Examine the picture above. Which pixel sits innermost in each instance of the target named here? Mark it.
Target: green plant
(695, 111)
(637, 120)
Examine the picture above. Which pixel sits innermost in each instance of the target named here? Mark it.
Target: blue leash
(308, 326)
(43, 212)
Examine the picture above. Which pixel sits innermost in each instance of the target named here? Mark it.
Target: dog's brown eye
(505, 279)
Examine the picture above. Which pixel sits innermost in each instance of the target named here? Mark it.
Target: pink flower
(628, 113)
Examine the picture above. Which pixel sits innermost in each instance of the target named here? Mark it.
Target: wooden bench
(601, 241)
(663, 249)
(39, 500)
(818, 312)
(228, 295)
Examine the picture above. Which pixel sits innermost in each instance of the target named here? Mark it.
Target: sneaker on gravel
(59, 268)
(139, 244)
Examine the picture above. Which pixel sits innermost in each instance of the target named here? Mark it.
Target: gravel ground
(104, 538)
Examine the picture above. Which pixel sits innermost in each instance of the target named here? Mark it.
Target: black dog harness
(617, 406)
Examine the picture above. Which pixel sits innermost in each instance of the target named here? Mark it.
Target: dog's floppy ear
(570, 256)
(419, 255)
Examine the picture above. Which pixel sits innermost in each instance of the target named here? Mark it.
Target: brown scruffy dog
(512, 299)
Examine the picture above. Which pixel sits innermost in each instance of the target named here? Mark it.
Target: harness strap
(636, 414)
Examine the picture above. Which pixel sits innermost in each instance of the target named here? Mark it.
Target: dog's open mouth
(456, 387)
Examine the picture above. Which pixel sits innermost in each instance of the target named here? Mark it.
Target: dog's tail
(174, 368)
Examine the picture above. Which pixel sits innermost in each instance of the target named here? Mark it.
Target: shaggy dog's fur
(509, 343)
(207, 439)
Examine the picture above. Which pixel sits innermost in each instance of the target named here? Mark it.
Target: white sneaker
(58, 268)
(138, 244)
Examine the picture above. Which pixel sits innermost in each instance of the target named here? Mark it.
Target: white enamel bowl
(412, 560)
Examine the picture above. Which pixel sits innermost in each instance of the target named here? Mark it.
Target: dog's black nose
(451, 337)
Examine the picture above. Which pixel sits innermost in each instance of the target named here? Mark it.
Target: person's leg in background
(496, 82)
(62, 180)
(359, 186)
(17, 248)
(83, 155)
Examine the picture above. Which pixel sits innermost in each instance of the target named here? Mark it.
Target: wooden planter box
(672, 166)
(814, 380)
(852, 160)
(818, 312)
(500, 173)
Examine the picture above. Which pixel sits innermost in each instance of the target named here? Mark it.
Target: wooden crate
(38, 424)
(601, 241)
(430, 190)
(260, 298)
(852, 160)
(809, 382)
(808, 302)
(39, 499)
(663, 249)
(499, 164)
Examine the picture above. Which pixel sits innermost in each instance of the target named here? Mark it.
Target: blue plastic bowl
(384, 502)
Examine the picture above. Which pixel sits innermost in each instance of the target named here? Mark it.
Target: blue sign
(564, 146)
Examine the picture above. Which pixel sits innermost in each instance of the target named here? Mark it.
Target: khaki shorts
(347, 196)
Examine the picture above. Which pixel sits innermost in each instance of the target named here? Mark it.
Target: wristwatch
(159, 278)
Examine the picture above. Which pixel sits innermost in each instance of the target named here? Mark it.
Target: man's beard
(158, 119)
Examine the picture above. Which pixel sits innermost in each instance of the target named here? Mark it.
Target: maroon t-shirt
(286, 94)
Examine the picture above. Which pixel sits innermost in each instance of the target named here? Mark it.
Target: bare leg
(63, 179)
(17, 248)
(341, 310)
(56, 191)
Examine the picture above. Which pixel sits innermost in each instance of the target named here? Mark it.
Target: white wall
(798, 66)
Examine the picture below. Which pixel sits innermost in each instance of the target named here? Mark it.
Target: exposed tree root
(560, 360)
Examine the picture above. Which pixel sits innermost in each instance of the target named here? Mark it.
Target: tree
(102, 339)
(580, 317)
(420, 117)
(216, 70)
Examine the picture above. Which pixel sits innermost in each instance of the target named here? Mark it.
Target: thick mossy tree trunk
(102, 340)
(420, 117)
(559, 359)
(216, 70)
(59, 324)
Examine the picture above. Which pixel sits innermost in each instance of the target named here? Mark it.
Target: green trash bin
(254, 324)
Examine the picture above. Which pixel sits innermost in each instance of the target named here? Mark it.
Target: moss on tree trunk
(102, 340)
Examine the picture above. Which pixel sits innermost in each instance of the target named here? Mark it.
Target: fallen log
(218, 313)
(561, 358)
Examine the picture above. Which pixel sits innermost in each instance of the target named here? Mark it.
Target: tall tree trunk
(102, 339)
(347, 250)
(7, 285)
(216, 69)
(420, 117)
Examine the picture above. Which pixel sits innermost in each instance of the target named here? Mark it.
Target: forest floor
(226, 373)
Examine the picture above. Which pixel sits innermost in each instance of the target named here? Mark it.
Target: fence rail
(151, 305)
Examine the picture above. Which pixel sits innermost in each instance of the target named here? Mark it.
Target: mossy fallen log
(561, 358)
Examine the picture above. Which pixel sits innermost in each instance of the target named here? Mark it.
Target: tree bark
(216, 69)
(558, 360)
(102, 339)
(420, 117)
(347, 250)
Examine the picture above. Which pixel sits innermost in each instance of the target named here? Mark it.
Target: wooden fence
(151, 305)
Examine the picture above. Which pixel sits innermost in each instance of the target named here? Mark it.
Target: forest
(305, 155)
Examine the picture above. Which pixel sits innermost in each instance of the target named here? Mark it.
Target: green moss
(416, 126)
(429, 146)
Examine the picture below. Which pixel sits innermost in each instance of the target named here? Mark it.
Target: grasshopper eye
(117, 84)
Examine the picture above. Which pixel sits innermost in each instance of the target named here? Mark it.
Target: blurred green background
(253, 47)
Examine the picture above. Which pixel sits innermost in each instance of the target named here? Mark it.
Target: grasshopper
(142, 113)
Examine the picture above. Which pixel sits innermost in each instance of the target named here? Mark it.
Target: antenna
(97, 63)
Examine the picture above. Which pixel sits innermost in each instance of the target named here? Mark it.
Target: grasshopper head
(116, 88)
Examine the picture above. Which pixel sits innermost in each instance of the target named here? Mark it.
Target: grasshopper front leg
⁂
● **WORK REQUEST**
Reproduce the listing above word for word.

● **ANSWER FOR THIS EXERCISE**
Examine the picture above. Which pixel sits innermost in each instance of the target named here? Mark it.
Target: green plant
(695, 111)
(637, 120)
Examine the picture above. Which pixel sits innermost in each instance of the target named here? Mark it.
Target: blue leash
(308, 326)
(43, 212)
Examine the picture above. Which pixel sits innermost in each instance of the target named here? Mark it.
Target: dog's brown eye
(505, 279)
Examine the picture above. Which pixel sits innermost in each instance of the target named here? Mark it.
Target: pink flower
(628, 113)
Examine the picture above. Which pixel sits innermost in each instance of the target named here? Mark it.
Target: wooden bench
(601, 241)
(663, 249)
(39, 500)
(818, 312)
(228, 295)
Examine the picture above. Which pixel sits innermost in each instance of the target named here? Mark it.
Target: sneaker on gravel
(59, 268)
(139, 244)
Examine the picture above. Which pixel sits innermost in each instance of the target named here? Mark it.
Target: gravel ground
(104, 538)
Examine the picture above. Which pixel sits innermost in each instance of the target named here? Mark it.
Target: black dog harness
(617, 406)
Examine the picture above. Which pixel sits innermost in each instance of the target named here? Mark it.
Target: dog's floppy ear
(570, 256)
(419, 255)
Examine the picture above. Which pixel sits innermost in each instance of the target named here? Mark it.
Target: brown scruffy dog
(512, 299)
Examine the picture above. Which pixel sits innermost in each instance of the target named here? Mark it.
Target: harness strap
(636, 414)
Examine the picture above. Which pixel sits innermost in each instance of the target named here? Mark it.
Target: dog's open mouth
(456, 387)
Examine the picture above. Which pixel sits innermost in each instance of the target named here? Mark it.
Target: dog's tail
(174, 368)
Examine the picture above. Which pixel sits innermost in each instance of the target named here? Mark it.
Target: shaggy dog's fur
(509, 343)
(207, 439)
Examine the picture above. Which pixel sits innermost in each instance of the target named here? Mark it.
Target: white sneaker
(58, 268)
(138, 244)
Examine the picture above. Which pixel sits innermost in each instance of the target named here? Mark it.
Target: white enamel bowl
(412, 560)
Examine the picture above. Which pixel sits innermost in each instance of the target named here? Mark it.
Target: dog's black nose
(451, 337)
Examine the picture above. Which pixel sits innermost in each instance of the target named here? Mark it.
Target: person's leg in background
(496, 82)
(62, 180)
(359, 186)
(17, 248)
(83, 155)
Examine the picture above. Which pixel sits innermost in each instance of the target named here? Mark it.
Target: wooden planter box
(672, 166)
(814, 380)
(852, 160)
(818, 312)
(500, 173)
Examine the picture above. Which pixel sits innermost in each instance of the target named here? Mark it.
Target: wooden crate
(38, 424)
(601, 241)
(430, 190)
(260, 298)
(852, 160)
(809, 382)
(808, 302)
(39, 499)
(663, 249)
(499, 164)
Examine the picture above. Which pixel sits innermost in each instance of the target named here? Mark it.
Target: blue plastic bowl
(384, 502)
Examine the picture above. Which pixel sits innermost in each instance of the target named here? Mark it.
Target: blue sign
(564, 146)
Examine the picture above. Which pixel sits innermost in each instance of the target named here? Mark it.
Target: khaki shorts
(347, 196)
Examine the picture above. Which pixel sits innermost in each instance of the target named here? Mark it.
Target: wristwatch
(159, 278)
Examine the picture above. Which pixel sits innermost in each instance of the target named here? Mark it.
Target: man's beard
(158, 119)
Examine the picture above. Which pixel sits innermost in each instance of the target named here? Mark it.
Target: maroon t-shirt
(286, 94)
Examine the picture above. Which pixel sits innermost in each instance of the target named here? Mark it.
Target: bare leg
(63, 179)
(17, 248)
(341, 310)
(56, 191)
Examine the picture above. Which pixel sits innermost in each instance of the target named here? Mark it.
Target: white wall
(798, 66)
Examine the picture below. Which pixel sits innermost in each instance of the target named here? Mark it.
Target: exposed tree root
(560, 360)
Examine the picture above. Which pixel sits innermost in each instance of the target named here? Mark it.
Target: tree
(102, 339)
(580, 317)
(420, 117)
(216, 70)
Examine the picture above. Which pixel sits innermost in each instance of the target named here? Mark it.
Target: thick mossy tree trunk
(102, 340)
(420, 117)
(559, 359)
(216, 70)
(59, 324)
Examine the picture above. Which pixel sits innermost in each instance of the target named here? Mark it.
Target: green trash bin
(254, 324)
Examine the picture above. Which pixel sits innermost in each instance of the target named here? Mark it.
Target: moss on tree trunk
(102, 340)
Examine the picture above. Which pixel sits innermost in each instance of the target named here? Mark it.
Target: fallen log
(218, 313)
(561, 358)
Examine the picture above. Which pixel sits innermost in each instance of the target named here? Mark it.
Target: tall tree trunk
(102, 339)
(347, 250)
(7, 285)
(216, 69)
(420, 117)
Examine the picture above. Which pixel sits innermost in each instance of the target named here? Mark it.
Target: forest floor
(226, 373)
Examine the picture above. Which pixel sits innermost in each instance of the target named here? Mark it.
Target: fence rail
(151, 305)
Examine the picture above. Which pixel sits innermost in each instance of the target named here? Mark it.
Target: mossy fallen log
(561, 358)
Examine the picture above. Which pixel sits innermost in each instance of the target named here? Mark it.
Target: tree bark
(216, 69)
(558, 360)
(102, 339)
(420, 117)
(347, 250)
Examine the picture above. Which pixel sits innermost in each instance of the target named here? Mark it.
Target: wooden fence
(151, 305)
Examine the picture above. Which pixel sits innermost in each instance of the target named here? Mark it.
Target: forest
(305, 155)
Examine the picture above. Which pixel sits innermost in each instance of the target named here? Mark it.
Target: green moss
(416, 126)
(429, 146)
Examine the picture below. Which pixel sits innermost in each instance of the target named here? Mark it.
Target: grasshopper eye
(117, 84)
Examine the picture above. Which pixel sits innermost in each instance of the target named here? Mark it.
Target: blurred green background
(253, 47)
Examine the picture above. Which pixel sits innermost in each instance of the target named here? Mark it.
Target: grasshopper
(142, 113)
Examine the picture above. Which pixel sits innermost in each instance of the target named here? Mark it.
Target: antenna
(97, 63)
Examine the picture above. Which pixel sits innermost in each instance of the target named here? Mark it.
Target: grasshopper head
(116, 88)
Examine the picture above. Which pixel sits innermost in each instance of the target named here? Mark it.
Target: grasshopper front leg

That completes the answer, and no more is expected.